[Start of GIVEN RECORDS]
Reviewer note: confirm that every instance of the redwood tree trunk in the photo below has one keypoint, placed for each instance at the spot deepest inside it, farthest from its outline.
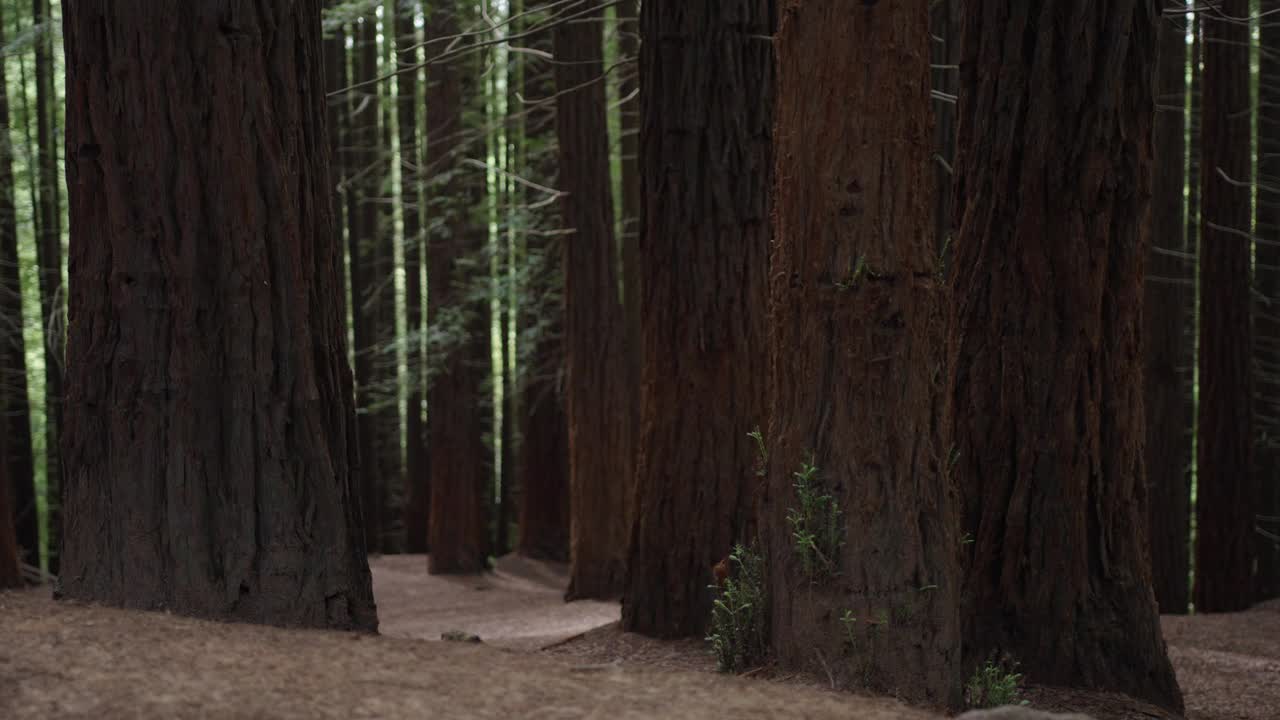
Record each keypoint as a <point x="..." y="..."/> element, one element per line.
<point x="598" y="392"/>
<point x="458" y="458"/>
<point x="1168" y="354"/>
<point x="856" y="376"/>
<point x="416" y="505"/>
<point x="49" y="251"/>
<point x="210" y="429"/>
<point x="1054" y="177"/>
<point x="1226" y="500"/>
<point x="1267" y="315"/>
<point x="707" y="121"/>
<point x="17" y="459"/>
<point x="544" y="516"/>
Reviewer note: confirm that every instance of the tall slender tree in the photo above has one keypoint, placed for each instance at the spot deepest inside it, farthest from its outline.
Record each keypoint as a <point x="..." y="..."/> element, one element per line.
<point x="707" y="118"/>
<point x="598" y="400"/>
<point x="1054" y="177"/>
<point x="1166" y="297"/>
<point x="49" y="251"/>
<point x="543" y="459"/>
<point x="460" y="466"/>
<point x="18" y="459"/>
<point x="1267" y="314"/>
<point x="411" y="208"/>
<point x="1225" y="496"/>
<point x="210" y="428"/>
<point x="856" y="379"/>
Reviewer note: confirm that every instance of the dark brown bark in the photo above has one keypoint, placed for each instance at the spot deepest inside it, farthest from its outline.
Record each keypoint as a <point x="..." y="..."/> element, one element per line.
<point x="1168" y="400"/>
<point x="856" y="338"/>
<point x="362" y="254"/>
<point x="1225" y="496"/>
<point x="1267" y="315"/>
<point x="49" y="251"/>
<point x="17" y="460"/>
<point x="460" y="468"/>
<point x="1054" y="183"/>
<point x="544" y="516"/>
<point x="704" y="235"/>
<point x="209" y="418"/>
<point x="597" y="387"/>
<point x="416" y="506"/>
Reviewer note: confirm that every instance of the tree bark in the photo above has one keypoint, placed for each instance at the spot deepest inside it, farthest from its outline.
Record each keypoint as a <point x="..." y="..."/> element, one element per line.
<point x="544" y="514"/>
<point x="1226" y="500"/>
<point x="416" y="507"/>
<point x="210" y="429"/>
<point x="704" y="236"/>
<point x="1267" y="315"/>
<point x="1055" y="174"/>
<point x="856" y="376"/>
<point x="598" y="400"/>
<point x="460" y="468"/>
<point x="18" y="458"/>
<point x="1166" y="297"/>
<point x="49" y="250"/>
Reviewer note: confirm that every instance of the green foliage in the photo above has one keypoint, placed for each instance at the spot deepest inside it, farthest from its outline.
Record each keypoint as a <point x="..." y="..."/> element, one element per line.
<point x="816" y="525"/>
<point x="740" y="614"/>
<point x="993" y="684"/>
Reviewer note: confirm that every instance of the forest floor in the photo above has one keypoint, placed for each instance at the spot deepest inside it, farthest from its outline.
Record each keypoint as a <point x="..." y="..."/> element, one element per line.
<point x="539" y="657"/>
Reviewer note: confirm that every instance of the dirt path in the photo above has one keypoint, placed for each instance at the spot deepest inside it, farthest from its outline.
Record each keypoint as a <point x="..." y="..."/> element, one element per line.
<point x="67" y="660"/>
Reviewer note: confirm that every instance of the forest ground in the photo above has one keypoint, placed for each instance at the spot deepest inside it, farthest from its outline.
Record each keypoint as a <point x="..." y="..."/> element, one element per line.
<point x="539" y="657"/>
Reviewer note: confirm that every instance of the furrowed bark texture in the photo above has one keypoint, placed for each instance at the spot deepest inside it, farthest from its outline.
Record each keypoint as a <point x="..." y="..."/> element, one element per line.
<point x="210" y="429"/>
<point x="1168" y="359"/>
<point x="705" y="140"/>
<point x="598" y="393"/>
<point x="856" y="349"/>
<point x="1225" y="496"/>
<point x="1054" y="186"/>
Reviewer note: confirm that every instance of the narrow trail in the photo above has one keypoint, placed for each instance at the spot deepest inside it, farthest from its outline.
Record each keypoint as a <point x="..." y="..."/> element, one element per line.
<point x="69" y="660"/>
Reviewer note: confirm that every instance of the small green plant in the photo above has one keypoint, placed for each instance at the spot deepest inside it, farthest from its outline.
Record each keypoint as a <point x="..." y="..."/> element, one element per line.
<point x="816" y="525"/>
<point x="993" y="684"/>
<point x="740" y="614"/>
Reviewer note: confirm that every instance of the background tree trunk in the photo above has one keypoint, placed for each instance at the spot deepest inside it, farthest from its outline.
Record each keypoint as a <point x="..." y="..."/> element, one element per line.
<point x="17" y="460"/>
<point x="460" y="468"/>
<point x="1054" y="176"/>
<point x="856" y="335"/>
<point x="1267" y="315"/>
<point x="209" y="422"/>
<point x="49" y="251"/>
<point x="416" y="507"/>
<point x="1168" y="285"/>
<point x="1226" y="500"/>
<point x="598" y="400"/>
<point x="707" y="119"/>
<point x="544" y="514"/>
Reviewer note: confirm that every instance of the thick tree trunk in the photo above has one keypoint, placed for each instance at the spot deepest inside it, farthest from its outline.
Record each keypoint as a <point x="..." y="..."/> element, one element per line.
<point x="416" y="505"/>
<point x="17" y="460"/>
<point x="856" y="341"/>
<point x="1054" y="180"/>
<point x="1267" y="315"/>
<point x="598" y="392"/>
<point x="364" y="270"/>
<point x="210" y="429"/>
<point x="544" y="515"/>
<point x="1226" y="500"/>
<point x="460" y="468"/>
<point x="49" y="250"/>
<point x="707" y="121"/>
<point x="1168" y="354"/>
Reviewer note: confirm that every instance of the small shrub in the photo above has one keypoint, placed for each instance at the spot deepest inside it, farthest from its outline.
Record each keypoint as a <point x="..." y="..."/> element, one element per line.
<point x="740" y="614"/>
<point x="816" y="525"/>
<point x="992" y="686"/>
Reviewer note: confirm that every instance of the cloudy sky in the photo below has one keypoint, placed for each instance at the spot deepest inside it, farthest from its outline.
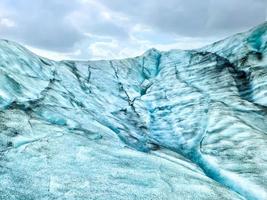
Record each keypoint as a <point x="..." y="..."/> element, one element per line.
<point x="104" y="29"/>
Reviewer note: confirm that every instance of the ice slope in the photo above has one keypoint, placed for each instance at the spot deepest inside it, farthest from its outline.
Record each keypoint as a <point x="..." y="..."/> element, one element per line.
<point x="164" y="125"/>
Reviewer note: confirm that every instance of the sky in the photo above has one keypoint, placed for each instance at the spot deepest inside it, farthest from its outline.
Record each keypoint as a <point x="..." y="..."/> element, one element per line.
<point x="109" y="29"/>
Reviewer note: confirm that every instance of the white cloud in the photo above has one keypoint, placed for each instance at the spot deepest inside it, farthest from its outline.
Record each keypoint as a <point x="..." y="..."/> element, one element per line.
<point x="105" y="29"/>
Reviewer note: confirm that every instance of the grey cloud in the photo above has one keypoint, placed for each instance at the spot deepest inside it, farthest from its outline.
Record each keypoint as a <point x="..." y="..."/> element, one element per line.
<point x="193" y="17"/>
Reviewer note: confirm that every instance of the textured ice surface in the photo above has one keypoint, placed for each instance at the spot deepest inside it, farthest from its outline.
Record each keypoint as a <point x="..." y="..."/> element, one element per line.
<point x="164" y="125"/>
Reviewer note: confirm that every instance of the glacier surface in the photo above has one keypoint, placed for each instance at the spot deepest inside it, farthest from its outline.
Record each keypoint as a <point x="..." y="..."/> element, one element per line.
<point x="165" y="125"/>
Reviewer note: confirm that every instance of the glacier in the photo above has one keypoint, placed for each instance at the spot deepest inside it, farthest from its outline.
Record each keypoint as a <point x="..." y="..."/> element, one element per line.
<point x="180" y="124"/>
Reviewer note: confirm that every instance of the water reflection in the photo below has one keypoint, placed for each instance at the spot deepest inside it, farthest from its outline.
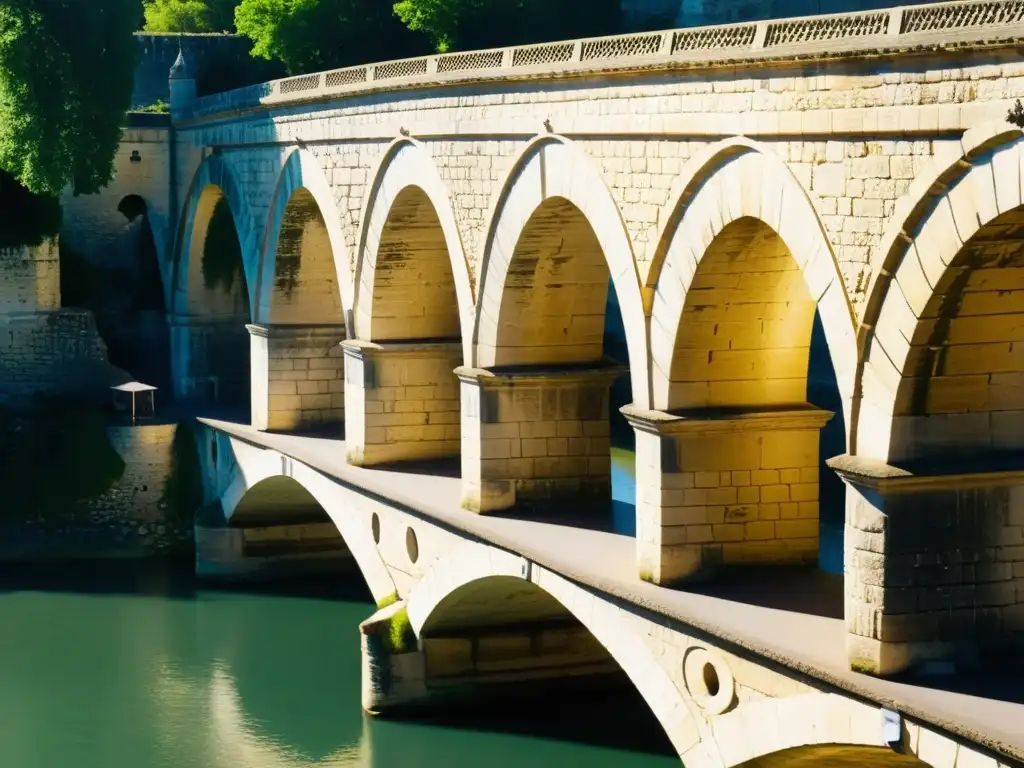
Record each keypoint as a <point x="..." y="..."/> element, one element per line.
<point x="129" y="667"/>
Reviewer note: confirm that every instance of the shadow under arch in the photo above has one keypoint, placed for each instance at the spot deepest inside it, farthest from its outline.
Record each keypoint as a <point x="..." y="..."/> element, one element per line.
<point x="267" y="477"/>
<point x="453" y="588"/>
<point x="551" y="177"/>
<point x="303" y="209"/>
<point x="727" y="182"/>
<point x="409" y="194"/>
<point x="950" y="249"/>
<point x="213" y="180"/>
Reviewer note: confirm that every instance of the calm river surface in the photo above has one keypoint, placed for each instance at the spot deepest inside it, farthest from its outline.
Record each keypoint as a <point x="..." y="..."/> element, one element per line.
<point x="134" y="666"/>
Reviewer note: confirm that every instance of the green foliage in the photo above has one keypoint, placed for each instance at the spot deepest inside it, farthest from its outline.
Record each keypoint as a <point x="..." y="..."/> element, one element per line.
<point x="26" y="219"/>
<point x="66" y="82"/>
<point x="314" y="35"/>
<point x="1016" y="115"/>
<point x="222" y="252"/>
<point x="182" y="495"/>
<point x="401" y="638"/>
<point x="464" y="25"/>
<point x="158" y="108"/>
<point x="189" y="15"/>
<point x="54" y="456"/>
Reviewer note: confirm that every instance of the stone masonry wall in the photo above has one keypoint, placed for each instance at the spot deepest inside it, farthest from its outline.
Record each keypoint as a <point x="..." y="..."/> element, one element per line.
<point x="737" y="498"/>
<point x="305" y="385"/>
<point x="51" y="352"/>
<point x="855" y="134"/>
<point x="134" y="511"/>
<point x="403" y="401"/>
<point x="937" y="568"/>
<point x="31" y="278"/>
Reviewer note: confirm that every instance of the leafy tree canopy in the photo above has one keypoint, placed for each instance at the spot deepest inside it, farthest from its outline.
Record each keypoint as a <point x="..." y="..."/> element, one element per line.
<point x="189" y="15"/>
<point x="465" y="25"/>
<point x="315" y="35"/>
<point x="66" y="81"/>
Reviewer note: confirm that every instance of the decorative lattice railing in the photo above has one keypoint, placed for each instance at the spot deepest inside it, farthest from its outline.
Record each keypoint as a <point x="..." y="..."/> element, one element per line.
<point x="978" y="22"/>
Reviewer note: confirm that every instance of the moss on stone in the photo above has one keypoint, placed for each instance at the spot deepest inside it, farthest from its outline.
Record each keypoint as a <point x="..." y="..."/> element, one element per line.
<point x="182" y="495"/>
<point x="400" y="638"/>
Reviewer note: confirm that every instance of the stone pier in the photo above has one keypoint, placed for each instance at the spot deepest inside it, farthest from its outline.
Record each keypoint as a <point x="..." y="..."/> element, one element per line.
<point x="297" y="377"/>
<point x="731" y="486"/>
<point x="401" y="400"/>
<point x="535" y="433"/>
<point x="934" y="563"/>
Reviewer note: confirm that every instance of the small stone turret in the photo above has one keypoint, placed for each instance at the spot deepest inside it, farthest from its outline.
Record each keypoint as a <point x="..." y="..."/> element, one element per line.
<point x="182" y="87"/>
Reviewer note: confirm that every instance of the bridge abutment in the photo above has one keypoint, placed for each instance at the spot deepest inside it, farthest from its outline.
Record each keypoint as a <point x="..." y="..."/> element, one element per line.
<point x="725" y="487"/>
<point x="209" y="358"/>
<point x="297" y="377"/>
<point x="933" y="565"/>
<point x="535" y="434"/>
<point x="401" y="400"/>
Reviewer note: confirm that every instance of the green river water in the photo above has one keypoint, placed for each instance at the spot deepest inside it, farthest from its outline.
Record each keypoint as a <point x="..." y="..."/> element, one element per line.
<point x="132" y="666"/>
<point x="136" y="666"/>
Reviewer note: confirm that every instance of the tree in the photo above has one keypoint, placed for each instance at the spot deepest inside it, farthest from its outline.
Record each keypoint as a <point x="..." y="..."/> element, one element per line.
<point x="464" y="25"/>
<point x="315" y="35"/>
<point x="189" y="15"/>
<point x="66" y="80"/>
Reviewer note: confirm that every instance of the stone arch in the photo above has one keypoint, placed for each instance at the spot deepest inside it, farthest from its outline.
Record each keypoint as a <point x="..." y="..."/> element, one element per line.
<point x="943" y="364"/>
<point x="408" y="205"/>
<point x="303" y="221"/>
<point x="214" y="181"/>
<point x="845" y="732"/>
<point x="470" y="566"/>
<point x="271" y="470"/>
<point x="552" y="185"/>
<point x="738" y="189"/>
<point x="473" y="574"/>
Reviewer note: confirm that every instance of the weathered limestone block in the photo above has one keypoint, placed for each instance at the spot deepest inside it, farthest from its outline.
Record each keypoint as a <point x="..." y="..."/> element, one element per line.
<point x="720" y="487"/>
<point x="535" y="433"/>
<point x="390" y="679"/>
<point x="934" y="563"/>
<point x="401" y="400"/>
<point x="31" y="278"/>
<point x="209" y="358"/>
<point x="297" y="377"/>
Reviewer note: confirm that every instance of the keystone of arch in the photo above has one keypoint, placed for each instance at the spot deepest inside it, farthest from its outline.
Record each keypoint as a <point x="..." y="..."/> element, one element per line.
[End of GIVEN RECORDS]
Rewrite the stretch from the line containing "Reviewer note: confirm that every instance of the keystone" through the end of the items, replacing "keystone of arch" with "central voussoir" and leaving everything else unchanged.

### SOLUTION
Reviewer note: confirm that every instance of the central voussoir in the photo above has one keypoint, placed for each instance at the spot deepest inside it, farthest from its outline.
Record each keypoint as a <point x="..." y="..."/> element, one element per line.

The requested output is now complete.